» Short task: Could you rewrite the listing below with every "dark brown" changed to "auburn" and everything else kept the same? Leave the pictures out of your answer.

───── Material for the task ─────

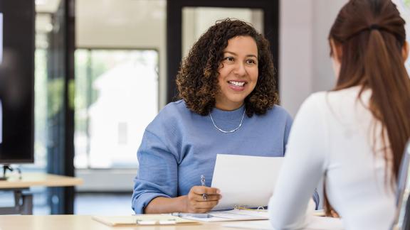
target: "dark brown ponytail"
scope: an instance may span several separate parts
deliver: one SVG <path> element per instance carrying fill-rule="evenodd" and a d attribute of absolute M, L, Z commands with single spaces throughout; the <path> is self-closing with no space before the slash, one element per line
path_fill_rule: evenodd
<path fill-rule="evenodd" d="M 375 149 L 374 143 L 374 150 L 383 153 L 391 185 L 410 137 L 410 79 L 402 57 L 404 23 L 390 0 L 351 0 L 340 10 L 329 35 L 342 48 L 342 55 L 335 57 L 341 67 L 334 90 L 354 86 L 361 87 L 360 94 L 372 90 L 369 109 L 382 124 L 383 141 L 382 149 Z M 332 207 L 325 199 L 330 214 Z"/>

─────

» Output of the task:
target: "auburn ponytail"
scope: an instance may span several separate parts
deliver: one SVG <path> element per instance carrying fill-rule="evenodd" and a d attribute of absolute M, L, Z commands with single spaces throughout; the <path> is self-closing with no space before the slash, one element per line
path_fill_rule: evenodd
<path fill-rule="evenodd" d="M 375 149 L 374 143 L 374 150 L 383 153 L 391 185 L 410 137 L 410 79 L 402 57 L 404 23 L 390 0 L 351 0 L 340 10 L 329 35 L 342 48 L 342 55 L 335 57 L 341 67 L 334 90 L 354 86 L 361 87 L 360 94 L 372 90 L 369 109 L 382 124 L 383 141 L 382 149 Z M 332 207 L 325 199 L 330 214 Z"/>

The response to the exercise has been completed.